INSTRUCTIONS FOR THE TASK – Rewrite these lines, changing each "depth camera" to "stereo camera" and leaving everything else as it is.

INFORMATION GIVEN –
▬▬▬▬▬▬

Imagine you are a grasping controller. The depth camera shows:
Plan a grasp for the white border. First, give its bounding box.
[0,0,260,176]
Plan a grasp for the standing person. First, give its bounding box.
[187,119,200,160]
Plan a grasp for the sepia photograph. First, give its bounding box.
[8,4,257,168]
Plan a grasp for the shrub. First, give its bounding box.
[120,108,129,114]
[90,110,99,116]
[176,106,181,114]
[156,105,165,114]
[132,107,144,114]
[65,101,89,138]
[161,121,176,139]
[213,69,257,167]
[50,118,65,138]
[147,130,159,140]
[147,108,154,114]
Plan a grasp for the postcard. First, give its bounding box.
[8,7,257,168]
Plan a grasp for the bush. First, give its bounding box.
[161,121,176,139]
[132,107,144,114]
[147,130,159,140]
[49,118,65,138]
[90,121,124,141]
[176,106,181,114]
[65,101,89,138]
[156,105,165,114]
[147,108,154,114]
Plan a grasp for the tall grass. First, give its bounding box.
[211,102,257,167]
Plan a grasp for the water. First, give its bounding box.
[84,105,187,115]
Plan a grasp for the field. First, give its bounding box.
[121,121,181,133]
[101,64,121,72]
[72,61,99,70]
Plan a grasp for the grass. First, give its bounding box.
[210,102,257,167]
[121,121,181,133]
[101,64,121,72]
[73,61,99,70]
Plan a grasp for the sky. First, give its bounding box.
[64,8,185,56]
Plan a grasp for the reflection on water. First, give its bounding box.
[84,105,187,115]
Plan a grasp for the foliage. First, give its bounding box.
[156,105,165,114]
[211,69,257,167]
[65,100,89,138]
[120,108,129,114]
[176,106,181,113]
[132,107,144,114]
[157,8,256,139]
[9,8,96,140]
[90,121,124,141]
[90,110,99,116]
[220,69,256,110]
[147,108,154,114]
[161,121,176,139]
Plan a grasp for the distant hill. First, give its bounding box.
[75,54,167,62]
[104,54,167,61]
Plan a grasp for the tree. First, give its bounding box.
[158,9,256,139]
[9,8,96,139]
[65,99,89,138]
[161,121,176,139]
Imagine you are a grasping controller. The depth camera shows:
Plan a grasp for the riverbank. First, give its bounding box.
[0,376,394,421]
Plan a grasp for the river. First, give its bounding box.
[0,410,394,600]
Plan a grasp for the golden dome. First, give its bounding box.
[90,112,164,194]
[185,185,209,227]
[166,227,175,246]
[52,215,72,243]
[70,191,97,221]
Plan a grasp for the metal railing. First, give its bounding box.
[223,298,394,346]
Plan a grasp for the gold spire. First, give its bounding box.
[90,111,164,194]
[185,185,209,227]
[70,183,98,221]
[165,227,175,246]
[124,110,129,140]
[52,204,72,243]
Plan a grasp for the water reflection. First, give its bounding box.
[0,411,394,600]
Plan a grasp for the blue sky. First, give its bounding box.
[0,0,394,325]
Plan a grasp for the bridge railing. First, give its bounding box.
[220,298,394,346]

▬▬▬▬▬▬

REPLY –
Imagine you are a grasping controller. The stereo camera shows:
Plan a grasp for the white border. First, give its bounding box.
[0,0,260,176]
Plan a grasp for the standing person. First, give its bounding box.
[187,119,200,160]
Plan a grasp for the sepia photograph. First, give its bounding box.
[8,4,257,168]
Plan a grasp for the shrub. First, give its bounding box.
[120,108,129,114]
[90,110,99,116]
[176,106,181,114]
[156,105,165,114]
[132,107,144,114]
[65,101,89,138]
[161,121,176,139]
[213,69,257,167]
[50,118,65,138]
[147,130,159,140]
[147,108,154,114]
Plan a grasp for the postcard. First, give its bounding box.
[8,7,257,168]
Plan a grasp for the bush. First, give its bounding box.
[161,121,176,139]
[132,107,144,114]
[147,130,159,140]
[49,118,65,138]
[90,121,124,141]
[176,106,181,114]
[65,101,89,138]
[156,105,165,114]
[147,108,154,114]
Plan a grasp for the tall grass. First, give its bounding box.
[211,102,257,167]
Plan a grasp for the water. First, give its bounding box.
[84,105,187,115]
Plan a grasp for the field. First, give its bounding box.
[121,121,181,133]
[101,64,121,72]
[72,61,99,70]
Plan a grasp for the grass. First, give its bounding box.
[210,102,257,167]
[121,121,181,133]
[101,64,121,72]
[73,61,99,70]
Plan a grasp for the sky. First, give its bounding box.
[64,8,185,56]
Plan a grasp for the reflection on water. First, give its bounding box.
[84,105,187,115]
Plan a grasp for the foliage. First, give its bounding box.
[156,105,165,114]
[211,69,257,167]
[65,100,89,138]
[120,108,129,114]
[176,106,181,113]
[132,107,144,114]
[157,8,256,139]
[9,8,96,140]
[90,121,124,141]
[90,110,99,116]
[220,69,256,110]
[147,108,154,114]
[161,121,176,139]
Plan a grasp for the distant hill. First, give its bounding box.
[75,54,167,62]
[104,54,167,61]
Plan a grasp for the tree. First, give its bounding box.
[158,9,256,139]
[9,8,96,139]
[65,99,89,138]
[161,121,176,139]
Imagine you are a grasping controller. The stereo camera shows:
Plan a grasp for the riverbank. First, give its bounding box.
[0,376,394,421]
Plan a grasp for the river. First, give its bounding box.
[0,410,394,600]
Plan a grasp for the golden dome. First, give its bounding box.
[90,112,164,194]
[185,185,209,227]
[166,227,175,246]
[52,215,72,243]
[70,191,97,221]
Plan a grasp for the metal railing. First, give its bounding box.
[223,298,394,346]
Plan a grasp for the gold spire. First, give its bounding box.
[90,111,164,194]
[185,185,209,227]
[70,183,98,221]
[165,227,175,246]
[124,110,129,140]
[52,204,72,243]
Plan a grasp for the water reflection. First, give its bounding box.
[0,411,394,600]
Plan a grasp for the blue sky. First, give its bounding box.
[0,0,394,325]
Plan a grasp for the bridge railing. First, give its bounding box.
[220,298,394,346]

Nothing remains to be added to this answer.